## Text:
These functions described above can be implemented in computer software, firmware or hardware. The techniques can be implemented using one or more computer program products. Programmable processors and computers can be included in or packaged as mobile devices. The processes and logic flows can be performed by one or more programmable processors and by one or more programmable logic circuitry. General and special purpose computing devices and storage devices can be interconnected through communication networks.

Some implementations include electronic components, such as microprocessors, storage and memory that store computer program instructions in a machine-readable or computer-readable medium (also referred to as computer-readable storage media, machine-readable media, or machine-readable storage media). Some examples of such computer-readable media include RAM, ROM, read-only compact discs (CD-ROM), recordable compact discs (CD-R), rewritable compact discs (CD-RW), read-only digital versatile discs (e.g., DVD-ROM, dual-layer DVD-ROM), a variety of recordable/rewritable DVDs (e.g., DVD-RAM, DVD-RW, DVD+RW, etc.), flash memory (e.g., SD cards, mini-SD cards, micro-SD cards, etc.), magnetic and/or solid state hard drives, read-only and recordable Blu-Ray® discs, ultra density optical discs, any other optical or magnetic media, and floppy disks. The computer-readable media can store a computer program that is executable by at least one processing unit and includes sets of instructions for performing various operations. Examples of computer programs or computer code include machine code, such as is produced by a compiler, and files including higher-level code that are executed by a computer, an electronic component, or a microprocessor using an interpreter.

While the above discussion primarily refers to microprocessor or multi-core processors that execute software, some implementations are performed by one or more integrated circuits, such as application specific integrated circuits (ASICs) or field programmable gate arrays (FPGAs). In some implementations, such integrated circuits execute instructions that are stored on the circuit itself.

As used in this specification and any claims of this application, the terms “computer”, “server”, “processor”, and “memory” all refer to electronic or other technological devices. These terms exclude people or groups of people. For the purposes of the specification, the terms display or displaying means displaying on an electronic device. As used in this specification and any claims of this application, the terms “computer readable medium” and “computer readable media” are entirely restricted to tangible, physical objects that store information in a form that is readable by a computer. These terms exclude any wireless signals, wired download signals, and any other ephemeral signals.

To provide for interaction with a user, implementations of the subject matter described in this specification can be implemented on a computer having a display device, e.g., a CRT (cathode ray tube) or LCD (liquid crystal display) monitor, for displaying information to the user and a keyboard and a pointing device, e.g., a mouse or a trackball, by which the user can provide input to the computer. Other kinds of devices can be used to provide for interaction with a user as well; e.g., feedback provided to the user can be any form of sensory feedback, e.g., visual feedback, auditory feedback, or tactile feedback; and input from the user can be received in any form, including acoustic, speech, or tactile input. In addition, a computer can interact with a user by sending documents to and receiving documents from a device that is used by the user; e.g., by sending web pages to a web browser on a user's client device in response to requests received from the web browser.

Embodiments of the subject matter described in this specification can be implemented in a computing system that includes a back end component, e.g., as a data server, or that includes a middleware component, e.g., an application server, or that includes a front end component, e.g., a client computer having a graphical user interface or a Web browser through which a user can interact with an implementation of the subject matter described in this specification, or any combination of one or more such back end, middleware, or front end components. The components of the system can be interconnected by any form or medium of digital data communication, e.g., a communication network. Examples of communication networks include a local area network (“LAN”) and a wide area network (“WAN”), an inter-network (e.g., the Internet), and peer-to-peer networks (e.g., ad hoc peer-to-peer networks).

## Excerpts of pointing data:
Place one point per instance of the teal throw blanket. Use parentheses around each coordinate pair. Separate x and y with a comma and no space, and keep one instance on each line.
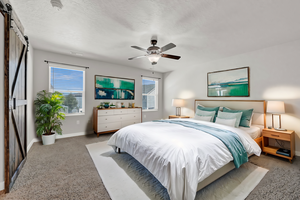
(229,138)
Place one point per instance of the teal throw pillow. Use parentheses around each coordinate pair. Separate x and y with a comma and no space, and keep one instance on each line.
(216,109)
(227,115)
(246,116)
(206,114)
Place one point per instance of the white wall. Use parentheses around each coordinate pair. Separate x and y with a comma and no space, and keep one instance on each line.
(1,103)
(30,95)
(41,78)
(274,75)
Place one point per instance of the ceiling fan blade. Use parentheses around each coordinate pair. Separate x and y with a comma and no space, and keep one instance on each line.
(139,48)
(170,56)
(136,57)
(167,47)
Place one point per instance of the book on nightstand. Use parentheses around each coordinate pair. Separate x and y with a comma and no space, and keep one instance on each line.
(284,152)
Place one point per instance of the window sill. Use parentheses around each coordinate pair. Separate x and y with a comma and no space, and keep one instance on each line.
(74,115)
(149,110)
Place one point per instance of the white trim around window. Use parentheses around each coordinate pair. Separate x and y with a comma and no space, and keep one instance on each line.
(155,95)
(69,91)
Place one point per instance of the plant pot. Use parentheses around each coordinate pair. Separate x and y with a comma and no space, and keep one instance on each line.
(48,139)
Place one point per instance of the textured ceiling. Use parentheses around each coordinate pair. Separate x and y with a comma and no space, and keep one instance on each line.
(203,30)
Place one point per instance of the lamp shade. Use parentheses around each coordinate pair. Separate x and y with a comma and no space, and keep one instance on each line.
(177,102)
(275,107)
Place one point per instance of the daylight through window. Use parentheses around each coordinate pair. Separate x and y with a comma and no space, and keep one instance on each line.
(70,81)
(150,94)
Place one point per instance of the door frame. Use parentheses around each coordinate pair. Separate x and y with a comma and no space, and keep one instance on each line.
(7,28)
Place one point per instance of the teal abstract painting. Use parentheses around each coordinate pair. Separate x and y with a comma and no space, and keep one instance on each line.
(228,83)
(114,88)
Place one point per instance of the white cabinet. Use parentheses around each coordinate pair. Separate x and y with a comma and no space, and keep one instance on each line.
(110,120)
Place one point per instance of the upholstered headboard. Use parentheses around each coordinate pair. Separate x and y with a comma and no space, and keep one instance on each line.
(259,106)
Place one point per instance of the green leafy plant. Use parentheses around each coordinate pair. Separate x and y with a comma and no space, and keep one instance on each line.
(48,112)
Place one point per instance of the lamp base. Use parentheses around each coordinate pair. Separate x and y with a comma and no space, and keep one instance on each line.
(280,129)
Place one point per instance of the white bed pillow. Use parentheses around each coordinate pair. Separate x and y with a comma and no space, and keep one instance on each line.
(226,115)
(227,122)
(203,118)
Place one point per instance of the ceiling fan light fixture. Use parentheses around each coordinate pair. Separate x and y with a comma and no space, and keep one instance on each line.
(153,58)
(56,4)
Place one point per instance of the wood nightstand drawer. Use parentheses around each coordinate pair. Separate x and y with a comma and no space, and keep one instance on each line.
(276,135)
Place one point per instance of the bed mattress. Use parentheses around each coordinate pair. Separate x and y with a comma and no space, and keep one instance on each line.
(179,157)
(254,131)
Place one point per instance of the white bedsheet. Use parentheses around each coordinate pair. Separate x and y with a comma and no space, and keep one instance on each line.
(179,157)
(254,131)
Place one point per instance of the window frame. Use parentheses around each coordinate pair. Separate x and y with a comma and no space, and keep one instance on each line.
(68,91)
(155,95)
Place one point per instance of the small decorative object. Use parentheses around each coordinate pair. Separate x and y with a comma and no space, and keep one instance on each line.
(118,105)
(107,87)
(101,106)
(48,114)
(112,105)
(56,4)
(276,108)
(229,83)
(178,103)
(106,104)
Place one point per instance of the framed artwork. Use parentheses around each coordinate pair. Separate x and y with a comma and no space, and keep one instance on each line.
(229,83)
(107,87)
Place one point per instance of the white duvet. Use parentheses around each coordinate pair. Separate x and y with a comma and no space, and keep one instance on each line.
(179,157)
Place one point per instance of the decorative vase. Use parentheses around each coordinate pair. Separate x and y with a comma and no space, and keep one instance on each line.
(48,139)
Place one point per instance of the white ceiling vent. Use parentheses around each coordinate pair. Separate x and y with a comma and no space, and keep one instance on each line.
(56,4)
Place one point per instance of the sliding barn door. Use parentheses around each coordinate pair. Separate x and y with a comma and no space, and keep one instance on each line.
(15,101)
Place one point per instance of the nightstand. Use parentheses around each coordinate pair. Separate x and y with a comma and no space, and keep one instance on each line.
(175,116)
(288,136)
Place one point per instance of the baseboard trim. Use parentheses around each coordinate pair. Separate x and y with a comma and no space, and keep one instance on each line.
(73,134)
(58,137)
(31,143)
(2,188)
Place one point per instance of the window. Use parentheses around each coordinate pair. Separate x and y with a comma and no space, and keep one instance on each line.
(70,81)
(150,94)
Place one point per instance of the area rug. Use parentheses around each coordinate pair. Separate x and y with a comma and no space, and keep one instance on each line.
(126,179)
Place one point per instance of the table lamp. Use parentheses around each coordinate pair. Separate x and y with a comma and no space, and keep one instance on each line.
(276,108)
(178,103)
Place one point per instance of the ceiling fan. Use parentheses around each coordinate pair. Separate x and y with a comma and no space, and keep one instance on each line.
(155,52)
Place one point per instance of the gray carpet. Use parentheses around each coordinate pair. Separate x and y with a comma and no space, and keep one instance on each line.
(66,171)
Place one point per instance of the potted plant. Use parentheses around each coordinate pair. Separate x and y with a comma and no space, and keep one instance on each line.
(106,104)
(48,113)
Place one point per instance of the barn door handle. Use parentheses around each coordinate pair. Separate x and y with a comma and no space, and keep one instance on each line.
(14,103)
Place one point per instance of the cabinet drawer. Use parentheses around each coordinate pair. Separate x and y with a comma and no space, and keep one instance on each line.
(109,126)
(130,122)
(105,112)
(103,119)
(275,135)
(120,111)
(133,117)
(134,111)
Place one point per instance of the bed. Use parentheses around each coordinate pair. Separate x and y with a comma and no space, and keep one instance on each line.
(185,159)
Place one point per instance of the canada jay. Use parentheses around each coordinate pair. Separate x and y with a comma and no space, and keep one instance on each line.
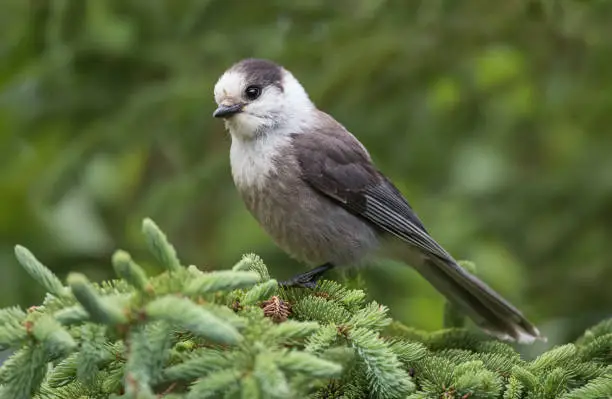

## What this exercise asks:
1: According to the text, which two kinds of integrated circuits perform some implementations?
2: Reproduce the text word for word, starting at "Embodiments of the" and ending at "hoc peer-to-peer networks).".
Rely on the text alone.

## Solution list:
1: Application specific integrated circuits (ASICs) and field programmable gate arrays (FPGAs).

2:
Embodiments of the subject matter described in this specification can be implemented in a computing system that includes a back end component, e.g., as a data server, or that includes a middleware component, e.g., an application server, or that includes a front end component, e.g., a client computer having a graphical user interface or a Web browser through which a user can interact with an implementation of the subject matter described in this specification, or any combination of one or more such back end, middleware, or front end components. The components of the system can be interconnected by any form or medium of digital data communication, e.g., a communication network. Examples of communication networks include a local area network (“LAN”) and a wide area network (“WAN”), an inter-network (e.g., the Internet), and peer-to-peer networks (e.g., ad hoc peer-to-peer networks).